TASK:
Where the word "blue" shows up in the entries below, please copy the whole line.

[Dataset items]

----------------------------------------

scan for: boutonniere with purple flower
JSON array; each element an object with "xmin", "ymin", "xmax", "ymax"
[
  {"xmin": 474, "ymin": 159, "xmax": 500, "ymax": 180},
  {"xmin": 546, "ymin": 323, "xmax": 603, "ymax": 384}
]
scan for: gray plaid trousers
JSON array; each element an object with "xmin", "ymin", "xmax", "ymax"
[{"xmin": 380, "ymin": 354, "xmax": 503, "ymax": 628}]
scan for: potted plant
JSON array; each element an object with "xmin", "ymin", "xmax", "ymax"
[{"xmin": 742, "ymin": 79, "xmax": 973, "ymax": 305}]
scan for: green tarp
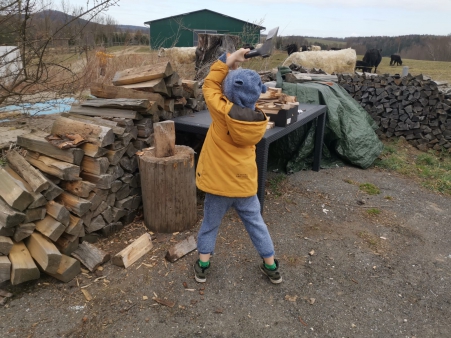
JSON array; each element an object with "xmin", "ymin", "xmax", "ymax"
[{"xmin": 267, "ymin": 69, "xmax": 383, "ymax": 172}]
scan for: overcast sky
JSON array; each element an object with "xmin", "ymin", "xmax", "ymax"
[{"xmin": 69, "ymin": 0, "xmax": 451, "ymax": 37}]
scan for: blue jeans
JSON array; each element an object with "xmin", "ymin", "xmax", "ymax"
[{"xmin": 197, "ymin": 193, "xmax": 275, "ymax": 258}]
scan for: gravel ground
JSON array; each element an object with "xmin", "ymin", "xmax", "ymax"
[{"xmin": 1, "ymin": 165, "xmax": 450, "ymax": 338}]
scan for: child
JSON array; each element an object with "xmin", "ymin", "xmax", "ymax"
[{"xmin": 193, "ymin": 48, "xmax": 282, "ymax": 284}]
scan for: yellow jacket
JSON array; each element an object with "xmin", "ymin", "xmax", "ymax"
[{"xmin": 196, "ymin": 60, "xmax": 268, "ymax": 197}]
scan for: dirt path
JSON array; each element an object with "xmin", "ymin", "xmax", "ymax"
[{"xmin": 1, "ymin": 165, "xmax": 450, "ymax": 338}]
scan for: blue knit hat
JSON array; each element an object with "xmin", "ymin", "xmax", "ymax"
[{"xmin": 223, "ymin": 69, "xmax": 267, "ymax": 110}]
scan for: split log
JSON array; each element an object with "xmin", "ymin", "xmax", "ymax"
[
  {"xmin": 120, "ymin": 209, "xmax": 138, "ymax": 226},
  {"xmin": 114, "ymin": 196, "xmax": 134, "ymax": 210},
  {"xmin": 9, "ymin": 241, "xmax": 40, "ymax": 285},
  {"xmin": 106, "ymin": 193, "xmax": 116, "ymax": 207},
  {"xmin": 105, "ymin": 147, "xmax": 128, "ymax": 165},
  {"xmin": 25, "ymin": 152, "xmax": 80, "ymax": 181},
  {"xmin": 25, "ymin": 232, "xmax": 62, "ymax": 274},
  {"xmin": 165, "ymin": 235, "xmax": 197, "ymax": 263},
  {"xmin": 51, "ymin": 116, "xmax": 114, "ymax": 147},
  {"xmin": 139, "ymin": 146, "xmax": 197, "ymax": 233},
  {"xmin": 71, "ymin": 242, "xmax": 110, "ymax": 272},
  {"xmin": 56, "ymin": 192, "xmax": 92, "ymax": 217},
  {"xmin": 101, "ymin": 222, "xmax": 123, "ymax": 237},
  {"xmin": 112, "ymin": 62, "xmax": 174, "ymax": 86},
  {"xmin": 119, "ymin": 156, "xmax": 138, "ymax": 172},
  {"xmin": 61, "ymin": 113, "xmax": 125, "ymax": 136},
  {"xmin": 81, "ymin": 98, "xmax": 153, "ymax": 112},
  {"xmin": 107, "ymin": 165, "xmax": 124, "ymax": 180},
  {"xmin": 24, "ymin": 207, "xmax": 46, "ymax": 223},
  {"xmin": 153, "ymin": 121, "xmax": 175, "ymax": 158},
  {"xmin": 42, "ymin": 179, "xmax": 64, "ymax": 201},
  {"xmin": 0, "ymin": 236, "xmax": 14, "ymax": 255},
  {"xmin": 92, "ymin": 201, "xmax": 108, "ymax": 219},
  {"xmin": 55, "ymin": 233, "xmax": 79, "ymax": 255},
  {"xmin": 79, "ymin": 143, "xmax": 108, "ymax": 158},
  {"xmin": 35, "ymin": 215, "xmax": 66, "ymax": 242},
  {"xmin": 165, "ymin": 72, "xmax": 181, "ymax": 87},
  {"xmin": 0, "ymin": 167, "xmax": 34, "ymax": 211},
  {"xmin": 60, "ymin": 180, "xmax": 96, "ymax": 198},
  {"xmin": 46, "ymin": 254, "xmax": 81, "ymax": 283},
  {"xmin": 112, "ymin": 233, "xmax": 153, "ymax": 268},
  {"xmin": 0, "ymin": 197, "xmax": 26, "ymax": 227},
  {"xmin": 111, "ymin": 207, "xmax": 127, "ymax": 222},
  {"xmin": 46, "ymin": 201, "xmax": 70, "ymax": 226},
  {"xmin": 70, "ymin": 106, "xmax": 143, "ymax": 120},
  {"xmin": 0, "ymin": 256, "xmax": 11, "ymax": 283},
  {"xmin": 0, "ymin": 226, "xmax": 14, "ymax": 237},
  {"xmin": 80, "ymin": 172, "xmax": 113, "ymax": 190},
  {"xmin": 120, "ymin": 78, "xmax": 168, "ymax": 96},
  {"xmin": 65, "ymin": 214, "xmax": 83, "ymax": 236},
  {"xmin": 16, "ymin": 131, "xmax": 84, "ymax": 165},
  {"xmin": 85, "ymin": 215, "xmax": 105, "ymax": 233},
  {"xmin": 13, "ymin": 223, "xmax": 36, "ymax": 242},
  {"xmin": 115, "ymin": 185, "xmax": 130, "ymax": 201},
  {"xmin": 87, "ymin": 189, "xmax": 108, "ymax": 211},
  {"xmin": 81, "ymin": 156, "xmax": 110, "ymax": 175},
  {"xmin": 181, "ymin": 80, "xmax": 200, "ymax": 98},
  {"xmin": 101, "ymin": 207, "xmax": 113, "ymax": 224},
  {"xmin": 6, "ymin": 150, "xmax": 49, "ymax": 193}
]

----------------------------------------

REPLY:
scan for: blue jeans
scan for: blue knit hat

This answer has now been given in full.